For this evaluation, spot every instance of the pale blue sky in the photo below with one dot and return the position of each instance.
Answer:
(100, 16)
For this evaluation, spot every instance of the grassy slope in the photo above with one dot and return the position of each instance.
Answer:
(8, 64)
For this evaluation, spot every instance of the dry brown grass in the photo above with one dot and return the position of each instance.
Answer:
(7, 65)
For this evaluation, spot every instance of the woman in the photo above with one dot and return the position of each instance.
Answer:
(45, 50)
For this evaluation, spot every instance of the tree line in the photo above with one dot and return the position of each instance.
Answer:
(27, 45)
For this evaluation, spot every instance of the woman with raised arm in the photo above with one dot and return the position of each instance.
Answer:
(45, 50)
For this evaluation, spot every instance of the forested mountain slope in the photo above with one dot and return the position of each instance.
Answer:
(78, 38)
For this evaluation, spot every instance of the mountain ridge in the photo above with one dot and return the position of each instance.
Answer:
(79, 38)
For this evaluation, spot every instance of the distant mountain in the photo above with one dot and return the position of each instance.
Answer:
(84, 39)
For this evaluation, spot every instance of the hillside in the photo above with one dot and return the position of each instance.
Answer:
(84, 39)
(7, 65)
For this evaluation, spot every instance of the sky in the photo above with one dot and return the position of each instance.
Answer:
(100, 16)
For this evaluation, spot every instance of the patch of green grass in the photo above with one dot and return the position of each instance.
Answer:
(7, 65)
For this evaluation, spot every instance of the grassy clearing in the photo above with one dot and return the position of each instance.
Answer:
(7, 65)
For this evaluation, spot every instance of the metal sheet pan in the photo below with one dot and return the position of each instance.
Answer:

Task statement -
Reproduce every one of the records above word for word, keeping their order and wording unchanged.

Written solution -
For this evaluation, spot every instance of the pale blue sky in the photo below with one dot and return the position of each instance.
Answer:
(100, 16)
For this evaluation, spot every instance of the grassy slope in the photo above with one dot and return the position of each instance.
Answer:
(8, 64)
For this evaluation, spot every instance of the dry brown grass in the photo above with one dot and return the position of each instance.
Answer:
(7, 65)
For this evaluation, spot every instance of the woman in the photo above with one dot and return the position of each instance.
Answer:
(45, 50)
For this evaluation, spot every instance of the tree line in the photo above with one dot and return the position of each instance.
Answer:
(27, 45)
For this evaluation, spot every instance of the woman with raised arm in the photo above with one dot and return the position of each instance.
Answer:
(45, 50)
For this evaluation, spot every instance of the forested mountain slope in the photo above with one dot and return the position of each instance.
Answer:
(78, 38)
For this evaluation, spot every instance of the mountain ridge in the photo above with one dot and return the position of each instance.
Answer:
(79, 38)
For this evaluation, spot every instance of the distant mountain in the photo above with one dot and return the position of each instance.
Answer:
(84, 39)
For this evaluation, spot every instance of the hillside in the photo above with one dot and return the position of each instance.
Answer:
(84, 39)
(7, 65)
For this evaluation, spot every instance of the sky in the photo above with one dot and return the position of each instance.
Answer:
(100, 16)
For this evaluation, spot every instance of the patch of green grass in the photo above with one dot and return the position of each instance.
Answer:
(7, 65)
For this evaluation, spot every instance of the grassy clearing in the photo above with one dot and return the position of each instance.
Answer:
(7, 65)
For this evaluation, spot every instance of the metal sheet pan in the photo below with one dot and return the position of each instance.
Answer:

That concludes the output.